• Do this:
Put every line of the rows below into a numbered list, skipping any blank lines. Leave the pictures out of your answer.

• Entries:
====

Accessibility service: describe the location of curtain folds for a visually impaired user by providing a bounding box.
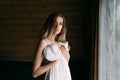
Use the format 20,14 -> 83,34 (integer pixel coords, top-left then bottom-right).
98,0 -> 120,80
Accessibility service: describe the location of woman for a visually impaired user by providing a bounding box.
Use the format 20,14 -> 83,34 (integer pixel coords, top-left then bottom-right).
33,12 -> 71,80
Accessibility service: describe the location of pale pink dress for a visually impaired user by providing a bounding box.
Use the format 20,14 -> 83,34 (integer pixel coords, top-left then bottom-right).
43,43 -> 72,80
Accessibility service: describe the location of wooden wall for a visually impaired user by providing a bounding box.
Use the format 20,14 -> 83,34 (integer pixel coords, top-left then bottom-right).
0,0 -> 85,61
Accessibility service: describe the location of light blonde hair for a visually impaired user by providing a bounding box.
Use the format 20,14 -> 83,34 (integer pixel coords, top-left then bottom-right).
40,12 -> 67,42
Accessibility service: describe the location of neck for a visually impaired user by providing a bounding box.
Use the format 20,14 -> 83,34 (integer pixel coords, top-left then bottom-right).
48,36 -> 55,41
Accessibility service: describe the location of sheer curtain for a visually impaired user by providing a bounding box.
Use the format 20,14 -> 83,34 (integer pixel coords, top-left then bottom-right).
98,0 -> 120,80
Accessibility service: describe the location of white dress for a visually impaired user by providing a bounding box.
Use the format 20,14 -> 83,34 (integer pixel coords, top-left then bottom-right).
43,44 -> 72,80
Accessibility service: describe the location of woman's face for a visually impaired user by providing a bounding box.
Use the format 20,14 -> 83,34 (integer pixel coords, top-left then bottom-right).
54,17 -> 63,34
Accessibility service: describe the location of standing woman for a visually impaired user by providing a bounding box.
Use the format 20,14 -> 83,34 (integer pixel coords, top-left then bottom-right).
32,12 -> 71,80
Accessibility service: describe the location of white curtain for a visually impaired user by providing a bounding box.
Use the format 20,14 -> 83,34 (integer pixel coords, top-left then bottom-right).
98,0 -> 120,80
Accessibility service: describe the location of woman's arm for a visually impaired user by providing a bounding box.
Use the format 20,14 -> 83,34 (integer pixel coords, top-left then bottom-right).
32,40 -> 57,78
60,45 -> 70,63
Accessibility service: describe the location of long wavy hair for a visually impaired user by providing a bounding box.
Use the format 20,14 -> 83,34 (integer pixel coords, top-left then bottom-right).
40,12 -> 67,42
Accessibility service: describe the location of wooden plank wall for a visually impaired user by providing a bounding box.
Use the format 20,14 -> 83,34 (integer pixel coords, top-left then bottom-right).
0,0 -> 85,61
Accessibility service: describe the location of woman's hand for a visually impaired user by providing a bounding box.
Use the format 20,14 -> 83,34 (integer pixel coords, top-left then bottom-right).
60,45 -> 70,62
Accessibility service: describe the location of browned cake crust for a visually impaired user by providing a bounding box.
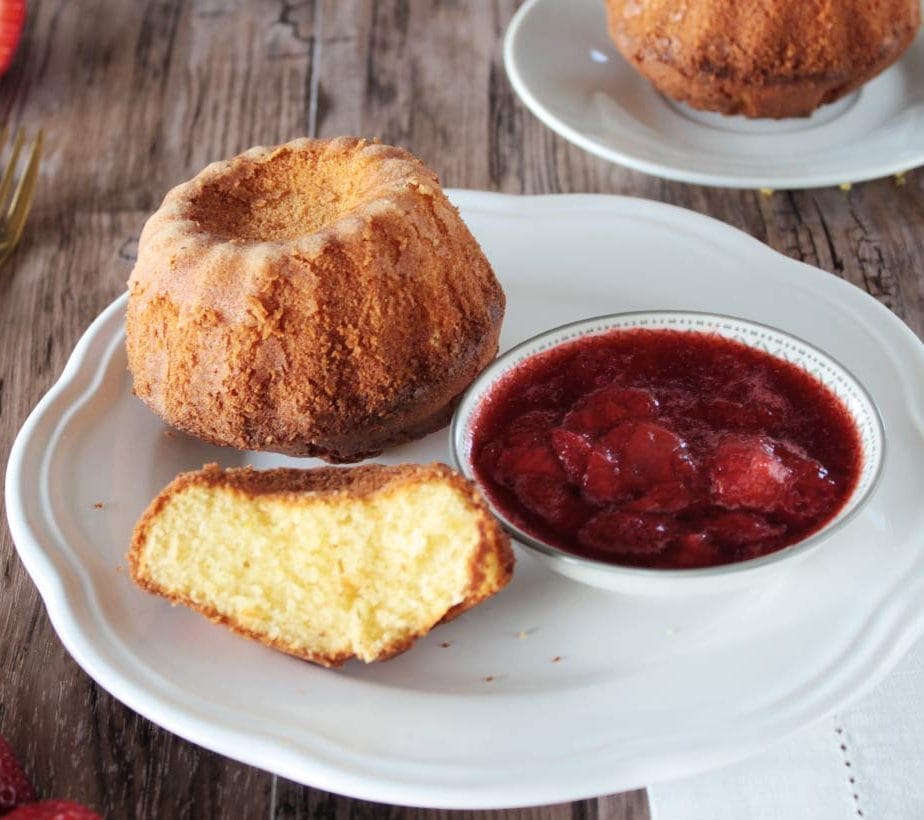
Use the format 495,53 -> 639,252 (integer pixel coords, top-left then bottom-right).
126,138 -> 505,462
126,464 -> 515,667
605,0 -> 921,118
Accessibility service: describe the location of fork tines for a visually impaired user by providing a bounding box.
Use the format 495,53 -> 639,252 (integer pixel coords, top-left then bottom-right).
0,126 -> 45,263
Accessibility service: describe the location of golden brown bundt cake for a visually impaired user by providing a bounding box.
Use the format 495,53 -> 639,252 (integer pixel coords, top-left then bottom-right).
128,464 -> 514,666
126,138 -> 504,461
605,0 -> 921,118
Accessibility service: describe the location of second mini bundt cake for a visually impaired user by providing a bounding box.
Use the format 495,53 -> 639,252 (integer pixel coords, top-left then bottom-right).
126,138 -> 504,461
605,0 -> 921,118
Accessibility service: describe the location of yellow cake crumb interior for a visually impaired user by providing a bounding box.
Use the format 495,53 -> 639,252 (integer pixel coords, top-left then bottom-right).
139,484 -> 480,660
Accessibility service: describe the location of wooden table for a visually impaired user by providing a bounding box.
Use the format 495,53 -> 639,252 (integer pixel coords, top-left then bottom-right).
0,0 -> 924,820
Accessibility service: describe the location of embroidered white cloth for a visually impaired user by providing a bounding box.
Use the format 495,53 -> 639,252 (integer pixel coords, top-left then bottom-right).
648,640 -> 924,820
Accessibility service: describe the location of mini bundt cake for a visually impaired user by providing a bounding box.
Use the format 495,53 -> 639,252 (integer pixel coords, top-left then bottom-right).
605,0 -> 921,118
126,138 -> 504,461
128,464 -> 514,666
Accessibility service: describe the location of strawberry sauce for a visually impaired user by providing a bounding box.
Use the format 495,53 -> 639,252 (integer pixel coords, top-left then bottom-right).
472,330 -> 861,568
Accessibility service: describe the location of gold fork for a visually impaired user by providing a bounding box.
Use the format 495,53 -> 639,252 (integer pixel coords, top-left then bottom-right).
0,126 -> 45,265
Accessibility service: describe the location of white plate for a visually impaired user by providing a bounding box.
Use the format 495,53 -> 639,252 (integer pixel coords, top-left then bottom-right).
504,0 -> 924,188
6,191 -> 924,808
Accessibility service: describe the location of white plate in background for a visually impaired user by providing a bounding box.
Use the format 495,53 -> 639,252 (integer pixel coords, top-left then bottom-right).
6,191 -> 924,808
504,0 -> 924,188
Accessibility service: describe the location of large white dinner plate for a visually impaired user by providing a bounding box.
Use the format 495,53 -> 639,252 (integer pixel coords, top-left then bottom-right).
504,0 -> 924,188
6,191 -> 924,808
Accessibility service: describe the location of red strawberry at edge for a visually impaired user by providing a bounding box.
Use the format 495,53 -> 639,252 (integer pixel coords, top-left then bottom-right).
0,737 -> 35,815
0,0 -> 26,74
4,800 -> 103,820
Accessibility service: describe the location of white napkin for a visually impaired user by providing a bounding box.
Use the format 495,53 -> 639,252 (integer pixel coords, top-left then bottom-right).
648,641 -> 924,820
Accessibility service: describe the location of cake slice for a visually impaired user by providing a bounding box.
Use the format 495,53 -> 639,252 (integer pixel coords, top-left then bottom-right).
128,464 -> 514,666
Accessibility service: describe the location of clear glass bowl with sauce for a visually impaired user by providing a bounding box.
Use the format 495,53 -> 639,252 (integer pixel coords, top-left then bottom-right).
450,311 -> 885,594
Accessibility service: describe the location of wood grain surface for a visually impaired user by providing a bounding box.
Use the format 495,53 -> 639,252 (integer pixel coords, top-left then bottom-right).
0,0 -> 924,820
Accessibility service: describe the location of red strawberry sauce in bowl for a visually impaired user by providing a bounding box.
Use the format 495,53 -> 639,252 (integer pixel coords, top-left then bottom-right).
450,311 -> 884,591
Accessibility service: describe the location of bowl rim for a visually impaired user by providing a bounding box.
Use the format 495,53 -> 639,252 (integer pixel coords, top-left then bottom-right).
449,309 -> 886,583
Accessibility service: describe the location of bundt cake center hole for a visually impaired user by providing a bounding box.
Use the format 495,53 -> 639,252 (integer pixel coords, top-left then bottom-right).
191,151 -> 363,242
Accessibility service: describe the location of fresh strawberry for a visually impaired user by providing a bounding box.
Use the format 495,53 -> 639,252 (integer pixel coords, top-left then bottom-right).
709,435 -> 792,512
581,449 -> 626,507
578,512 -> 677,556
4,800 -> 103,820
504,410 -> 558,447
562,385 -> 658,433
600,421 -> 694,490
495,445 -> 565,487
0,0 -> 26,74
623,481 -> 693,512
706,512 -> 786,547
549,427 -> 593,485
513,475 -> 591,529
674,531 -> 722,569
0,737 -> 35,815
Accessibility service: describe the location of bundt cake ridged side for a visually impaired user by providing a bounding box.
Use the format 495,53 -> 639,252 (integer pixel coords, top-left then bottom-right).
126,138 -> 504,461
605,0 -> 921,118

====

• Response to the exercise:
1. Accessibility service: describe the location of curtain folds for a visually impaired user by providing a bounding box.
2. Use the format 20,14 -> 83,34 (integer pixel coords, top-left then bottom-right).
3. 98,0 -> 120,80
4. Accessibility service: describe the location of woman for a visually impaired user by providing a bounding box.
5. Use the format 20,14 -> 83,34 (integer pixel coords, top-left then bottom-right).
6. 33,12 -> 71,80
7. Accessibility service: describe the location of pale pink dress for a visually impaired user by providing a bounding box.
8. Use the format 20,14 -> 83,34 (integer pixel coords, top-left then bottom-right).
9. 43,43 -> 72,80
10. Accessibility service: describe the location of wooden wall for a visually impaired user by providing a bounding box.
11. Use the format 20,14 -> 83,34 (integer pixel coords, top-left then bottom-right).
12. 0,0 -> 85,61
13. Accessibility service: describe the location of light blonde hair for a visually impaired user by providing a bounding box.
14. Use the format 20,14 -> 83,34 (integer pixel coords, top-left then bottom-right).
15. 40,12 -> 67,42
16. Accessibility service: describe the location of neck for a visually impaired user by providing a bounding box.
17. Use the format 20,14 -> 83,34 (integer pixel coords, top-left then bottom-right).
18. 48,36 -> 55,41
19. Accessibility service: describe the location of sheer curtain for a visually impaired user by providing a bounding box.
20. Use the format 20,14 -> 83,34 (integer pixel coords, top-left then bottom-right).
21. 98,0 -> 120,80
22. Accessibility service: describe the location of white dress for a visually impaired user by providing a bounding box.
23. Use the format 20,14 -> 83,34 (integer pixel coords, top-left then bottom-right).
24. 43,44 -> 72,80
25. Accessibility service: describe the location of woman's face for a visually impaired user by providing a bounding box.
26. Use the format 20,14 -> 83,34 (integer pixel coords, top-left then bottom-right).
27. 54,17 -> 63,34
28. Accessibility service: describe the location of standing woman for a visually impaired user by providing a bounding box.
29. Use the format 20,14 -> 83,34 (integer pixel coords, top-left then bottom-right).
30. 32,12 -> 71,80
31. Accessibility service: describe the location of white curtain for a visually impaired user by providing a bounding box.
32. Use the format 20,14 -> 83,34 (integer pixel coords, top-left then bottom-right).
33. 98,0 -> 120,80
34. Accessibility service: describe the location of woman's arm for a visually impaired user by providing a bounding box.
35. Use the format 20,14 -> 83,34 (integer pixel coords, top-left then bottom-right).
36. 32,40 -> 57,78
37. 60,45 -> 70,63
38. Accessibility service: describe the location of long wavy hair for a visually impaired user by providing a bounding box.
39. Use the format 20,14 -> 83,34 (integer pixel coords, top-left then bottom-right).
40. 40,12 -> 67,42
41. Accessibility service: describe the location of wooden plank wall for a visually impaired user by providing a bounding box.
42. Use the format 20,14 -> 83,34 (integer pixel coords, top-left then bottom-right).
43. 0,0 -> 85,61
44. Accessibility service: describe the location of woman's hand for a visually impaired user by providing a bounding box.
45. Use the format 20,14 -> 83,34 (integer pixel coords, top-left then bottom-right).
46. 60,45 -> 70,62
47. Accessibility service: describe the location of browned cake crust for a visually impaired user by providing a bounding box.
48. Use the format 495,53 -> 639,252 (integer pixel coords, top-left then bottom-right).
49. 126,138 -> 505,462
50. 126,464 -> 515,667
51. 605,0 -> 921,118
52. Accessibility service: describe the location of fork tines for a visually impaired user by providing a bounding box.
53. Use the format 495,53 -> 639,252 (integer pixel coords, top-left then bottom-right).
54. 0,126 -> 45,263
55. Accessibility service: describe the location of golden brown bundt cake for a visually impaired user by providing a bounding box.
56. Use the format 495,53 -> 639,252 (integer pixel coords, top-left then bottom-right).
57. 128,464 -> 514,666
58. 126,138 -> 504,461
59. 605,0 -> 921,118
60. Accessibility service: describe the location of second mini bundt cake for a visually impaired user by providing a bounding box.
61. Use the format 495,53 -> 639,252 (integer pixel coords, top-left then bottom-right).
62. 126,138 -> 504,461
63. 605,0 -> 921,118
64. Accessibility service: describe the location of yellow cake crumb interior for a visually impaired user by providing a bounding box.
65. Use the format 495,53 -> 639,252 (integer pixel coords, top-left then bottom-right).
66. 139,484 -> 480,660
67. Accessibility service: describe the location of wooden table for a visually impaired user by providing a bounding box.
68. Use the format 495,53 -> 639,252 (integer pixel coords, top-left then bottom-right).
69. 0,0 -> 924,820
70. Accessibility service: describe the location of embroidered white cloth for a visually impaired user by providing a bounding box.
71. Use the format 495,53 -> 639,252 (integer pixel coords, top-left then bottom-right).
72. 648,640 -> 924,820
73. Accessibility service: describe the location of mini bundt cake for a visually impaired user by providing a bounding box.
74. Use the format 495,53 -> 639,252 (integer pixel coords, top-left then bottom-right).
75. 605,0 -> 921,118
76. 126,138 -> 504,461
77. 128,464 -> 514,666
78. Accessibility service: describe the location of strawberry sauce for a visually impaired user by providing a bounding box.
79. Use the format 495,53 -> 639,252 (integer pixel coords, top-left then bottom-right).
80. 472,330 -> 861,568
81. Accessibility service: describe the location of gold fork for a visually impaired user by providing a bounding box.
82. Use the format 495,53 -> 639,252 (integer pixel coords, top-left then bottom-right).
83. 0,126 -> 45,265
84. Accessibility service: describe the location of white plate for a visually impaired user by providing a bounding box.
85. Use the format 495,53 -> 639,252 (integer pixel coords, top-left then bottom-right).
86. 504,0 -> 924,188
87. 6,191 -> 924,808
88. Accessibility service: describe the location of white plate in background for a visually impaired user by providing a bounding box.
89. Use the format 495,53 -> 639,252 (integer pixel coords, top-left then bottom-right).
90. 6,191 -> 924,808
91. 504,0 -> 924,188
92. Accessibility service: describe the location of large white dinner plate for a visually impaired user by providing a bounding box.
93. Use the format 495,53 -> 639,252 (integer pixel coords, top-left then bottom-right).
94. 504,0 -> 924,188
95. 6,191 -> 924,808
96. Accessibility service: describe the location of red strawberry at edge for a visually impaired user by providing a bounding box.
97. Use the format 495,53 -> 639,252 (integer pixel coords, top-left then bottom-right).
98. 0,737 -> 35,815
99. 0,0 -> 26,74
100. 4,800 -> 103,820
101. Accessibility service: describe the location of white napkin for a visually impaired user by providing a bounding box.
102. Use the format 495,53 -> 639,252 (integer pixel coords, top-left then bottom-right).
103. 648,641 -> 924,820
104. Accessibility service: describe the location of cake slice for a visually impaired user by providing a bounding box.
105. Use the format 495,53 -> 639,252 (integer pixel coords, top-left then bottom-right).
106. 128,464 -> 514,666
107. Accessibility service: describe the location of clear glass bowl with sauce for a visually impaired user by providing a bounding box.
108. Use the format 495,53 -> 639,252 (integer pixel coords, top-left then bottom-right).
109. 450,311 -> 885,594
110. Accessibility service: describe the location of wood grain surface for a visually impaired user by providing a bounding box.
111. Use the format 495,53 -> 639,252 (integer pixel coords, top-left then bottom-right).
112. 0,0 -> 924,820
113. Accessibility service: describe the location of red strawberry sauce in bowl for a visually impaired user by providing a bounding box.
114. Use the format 495,53 -> 639,252 (integer pixel coords, top-left then bottom-right).
115. 450,311 -> 884,591
116. Accessibility service: describe the location of bowl rim for a visually impaired user by providing a bounding box.
117. Use the format 495,53 -> 639,252 (integer pixel coords, top-left then bottom-right).
118. 449,309 -> 886,583
119. Accessibility service: describe the location of bundt cake center hole for a visually impaired user by providing a bounding box.
120. Use the format 495,53 -> 639,252 (integer pixel coords, top-left then bottom-right).
121. 191,151 -> 363,242
122. Accessibility service: describe the location of fresh strawberry for a visually impaired user by providing a bounding box.
123. Use the format 495,53 -> 639,252 (integer pixel coords, top-left then bottom-right).
124. 709,435 -> 792,512
125. 581,449 -> 626,507
126. 578,512 -> 677,556
127. 4,800 -> 103,820
128. 504,410 -> 558,447
129. 562,385 -> 658,433
130. 600,421 -> 694,490
131. 495,445 -> 565,487
132. 0,0 -> 26,74
133. 623,481 -> 693,512
134. 706,512 -> 786,547
135. 549,427 -> 593,485
136. 513,475 -> 591,529
137. 674,531 -> 722,569
138. 0,737 -> 35,815
139. Accessibility service: describe the location of bundt cake ridged side for a visually impaired user by providing a bounding box.
140. Use the format 495,53 -> 639,252 (integer pixel coords, top-left then bottom-right).
141. 126,138 -> 504,461
142. 605,0 -> 921,118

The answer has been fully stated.